PROBLEM STATEMENT: Repeat the data exactly as given below, dropping every picture.
┏━━
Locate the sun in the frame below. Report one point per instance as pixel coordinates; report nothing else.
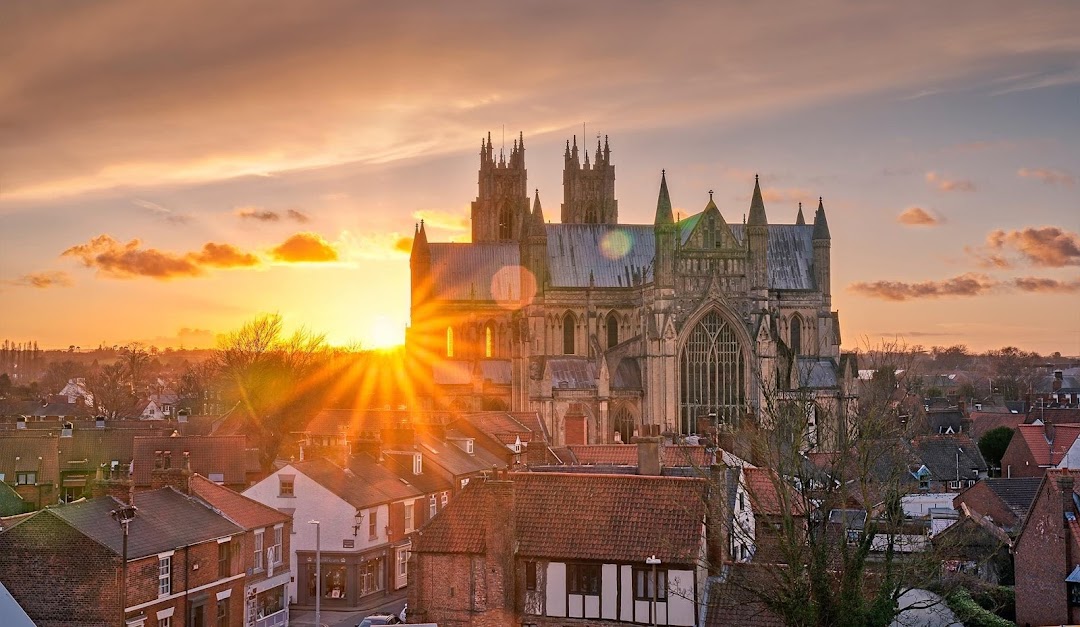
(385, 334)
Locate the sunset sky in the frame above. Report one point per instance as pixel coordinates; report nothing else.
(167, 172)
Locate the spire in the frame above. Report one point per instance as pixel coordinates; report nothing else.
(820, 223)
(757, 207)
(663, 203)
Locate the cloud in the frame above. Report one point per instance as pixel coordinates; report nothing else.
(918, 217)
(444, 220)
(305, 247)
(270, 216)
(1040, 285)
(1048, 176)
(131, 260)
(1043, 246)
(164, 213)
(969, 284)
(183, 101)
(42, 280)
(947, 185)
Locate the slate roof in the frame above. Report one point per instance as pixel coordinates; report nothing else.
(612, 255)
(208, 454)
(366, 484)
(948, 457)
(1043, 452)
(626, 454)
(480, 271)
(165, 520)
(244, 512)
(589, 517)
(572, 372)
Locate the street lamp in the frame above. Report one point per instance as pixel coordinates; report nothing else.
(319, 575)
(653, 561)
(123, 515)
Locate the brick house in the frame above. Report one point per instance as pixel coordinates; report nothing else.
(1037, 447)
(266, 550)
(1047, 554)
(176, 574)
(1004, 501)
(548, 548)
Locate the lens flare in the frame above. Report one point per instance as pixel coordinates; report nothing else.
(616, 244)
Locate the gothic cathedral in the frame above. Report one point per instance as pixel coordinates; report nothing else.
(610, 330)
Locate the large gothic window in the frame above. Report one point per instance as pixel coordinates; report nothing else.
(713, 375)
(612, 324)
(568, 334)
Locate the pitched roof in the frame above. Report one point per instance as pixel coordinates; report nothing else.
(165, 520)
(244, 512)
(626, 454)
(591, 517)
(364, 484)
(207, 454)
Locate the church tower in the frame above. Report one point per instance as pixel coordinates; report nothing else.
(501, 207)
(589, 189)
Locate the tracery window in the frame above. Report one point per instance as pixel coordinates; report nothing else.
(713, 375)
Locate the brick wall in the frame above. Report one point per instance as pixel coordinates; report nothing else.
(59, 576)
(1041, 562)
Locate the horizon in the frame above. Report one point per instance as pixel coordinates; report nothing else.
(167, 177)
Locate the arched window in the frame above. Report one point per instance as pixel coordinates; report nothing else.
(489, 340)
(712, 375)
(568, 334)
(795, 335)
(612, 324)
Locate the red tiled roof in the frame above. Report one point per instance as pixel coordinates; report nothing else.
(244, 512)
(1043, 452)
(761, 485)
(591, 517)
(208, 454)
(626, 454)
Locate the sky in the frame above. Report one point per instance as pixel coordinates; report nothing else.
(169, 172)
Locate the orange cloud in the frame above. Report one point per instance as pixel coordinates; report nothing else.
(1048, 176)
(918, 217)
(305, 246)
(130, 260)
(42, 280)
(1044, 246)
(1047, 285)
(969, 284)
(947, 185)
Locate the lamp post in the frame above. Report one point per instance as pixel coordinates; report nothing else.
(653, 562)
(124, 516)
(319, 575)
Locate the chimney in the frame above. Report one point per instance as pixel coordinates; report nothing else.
┗━━
SOLUTION FOR THIS PROBLEM:
Locate the sun in the frame below. Report one point per instance as pixel coordinates; report nothing else.
(385, 334)
Locate the sunset sky in the frame above. Report one point per instance as pixel coordinates; report nothing else.
(167, 172)
Locate the spire in the frame above. Report one point per instance as pixel coordinates; report nothing else.
(820, 223)
(757, 207)
(663, 203)
Locate the cloud in the frame above. Report one point per instance as pixel coordinates; report nothing else.
(918, 217)
(444, 220)
(305, 247)
(270, 216)
(1040, 285)
(1048, 176)
(131, 260)
(1043, 246)
(164, 213)
(969, 284)
(183, 101)
(42, 280)
(947, 185)
Locate the slate roof in the frame above. Report one point per instance as pixel coordinates; report nothing else.
(612, 255)
(208, 454)
(366, 484)
(948, 457)
(1043, 452)
(626, 454)
(480, 271)
(165, 520)
(244, 512)
(589, 517)
(572, 372)
Locate the street lamp in the frame above. Report one point per instance as pixel coordinates; report nothing else.
(319, 575)
(653, 561)
(123, 515)
Locate the brick house in the frame above. Report one point per instance as pixel coordinates; report nothing else.
(1037, 447)
(266, 550)
(1047, 554)
(176, 574)
(1004, 501)
(548, 548)
Locate the lens flare in the frame above. Report one point per instance as pixel coordinates; report nothing else.
(616, 244)
Locate the gothic cathedral in the frame above. Report one point per instance as pixel coordinates; report nothing else.
(610, 330)
Locate the large gothic window in the frame above. Report one point per instance as pixel coordinates; report nothing else.
(713, 375)
(612, 324)
(568, 334)
Locate the pitched roof in the frame above. Report one point per instance as pixel coordinates; report nothing else.
(165, 520)
(244, 512)
(626, 454)
(591, 517)
(364, 484)
(207, 454)
Locate the church tower in the frame above. Report one point per instance as pixel coordinates; report nothing else.
(501, 207)
(589, 189)
Locate the tracery window in the frame above. Report one point per instance as pixel coordinates; report nothing else.
(713, 375)
Locate the brick wall in the frame above. Report one point per instance as pixel coordinates; report nothing else.
(59, 576)
(1041, 562)
Locate the horizon in the frame above. Report one point per instance as pixel coordinates; report nothing else.
(167, 177)
Locate the arched window in the frame above. Report one point per instance as pixel coordinates; report nothing else.
(489, 340)
(712, 375)
(568, 334)
(795, 335)
(612, 324)
Locate the red tiled roof in the frame above. Report one point per instance as pixel coordinates; report nothing else.
(244, 512)
(1043, 452)
(761, 485)
(591, 517)
(208, 454)
(626, 454)
Locate the sky in the frame above. Report one point per instance as pixel coordinates; report nothing else.
(169, 172)
Locate the orange cloud in the frame above. Report one point per instance as pixel coordinates; report nothing else.
(1048, 176)
(918, 217)
(305, 246)
(130, 260)
(42, 280)
(1044, 246)
(1047, 285)
(969, 284)
(947, 185)
Locate the lamp post in the frame above. Report one point per instance as pixel coordinates; report nothing else.
(653, 562)
(124, 516)
(319, 575)
Locate the chimney in the frame above. Report one point per instance as pixel coordinates; report nothing else.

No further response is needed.